··· TEXTO EXTRAÍDO ···

18 diciembre, 2015 01:00

Eloy Tizón

En su último libro, Orquesta de desaparecidos, Francisco Javier Irazoki nos regala un deslumbrante racimo de prosas breves, exactas como poemas, pero con la carnalidad jugosa de la mejor narrativa. Son ficciones vividas, decantadas, de una nobleza, en estos tiempos ceñudos, casi sobrenatural. El libro entero es una plegaria por los ausentes, no desde la contabilidad plañidera, sino mediante la revolución de la bondad y el brindis por nuestra carne mortal. Para desintoxicarse del "ácido lisérgico de la patria" (qué gran hallazgo), Irazoki propone vaciarnos en el pudor, la celebración de la amistad y la duda, sabedor de que "no hay iglesia que resista de pie el vientecillo de la risa".

Su libro constituye un antídoto contra las bombas, los fanatismos de los falsos profetas, los agoreros y los empachos de tanto himno y banderas, en una apuesta por la sensibilidad conversada, viajada y leída, puesto que "quien ama un idioma ama todos los idiomas".

···

INDICACIONES –
1: Reduce a una lista breve el párrafo de la reseña sobre Orquesta de desaparecidos que empieza con «En su último libro» y conserva sus datos principales.
2: Prosigue la reseña sobre Orquesta de desaparecidos a partir de su última oración.
Los datos no hacen falta para nada.

··· DATOS APORTADOS ···

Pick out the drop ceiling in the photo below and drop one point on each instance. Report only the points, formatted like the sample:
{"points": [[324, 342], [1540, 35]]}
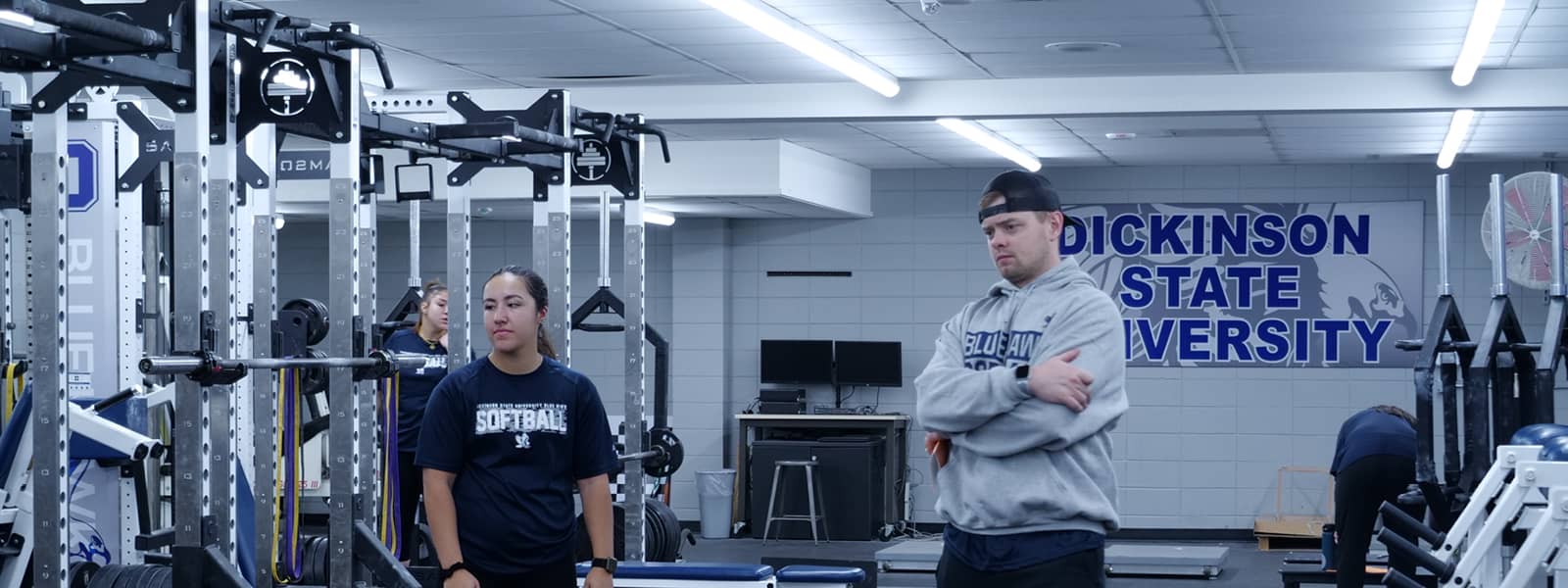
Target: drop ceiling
{"points": [[631, 46]]}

···

RESPUESTAS –
1:
- Francisco Javier Irazoki reúne en Orquesta de desaparecidos prosas breves, exactas como poemas y con la carnalidad de la mejor narrativa.
- Son ficciones vividas y decantadas, de una nobleza casi sobrenatural.
- El libro es una plegaria por los ausentes, hecha desde la bondad y el brindis por la carne mortal y no desde el lamento.
- Contra el "ácido lisérgico de la patria", propone el pudor, la amistad y la duda, porque "no hay iglesia que resista de pie el vientecillo de la risa".

2:
Dicen que vive en París desde hace décadas, como quien decide instalarse en un estado de ánimo. Allí lo imagino junto a sus compinches de juventud Fernando Aramburu y Juan Martínez de las Rivas, quienes componen en mi memoria un trío de escritores íntegros, alérgicos a la pompa de la academia y proclives -los tres- a la música del abrazo y la irreverencia inteligente. La caricia no excluye la cicatriz, sino que la abarca en su gesto. Por eso, en el homenaje a su hermana muerta en edad temprana, Irazoki concluye: "Cuando pienso en ella, palpo un obsequio: me acompañó para que yo supiera estar solo".

Hay libros que son como postes señalizadores. Como campanas. Desbrozan caminos e indican rutas. La flecha de Irazoki vuela alta; nos hace mejores y nos ensancha la frente. Emocionante y necesario en cada página, debemos darle las gracias por cedernos este lema para siempre: "El triunfo consiste en no haber herido".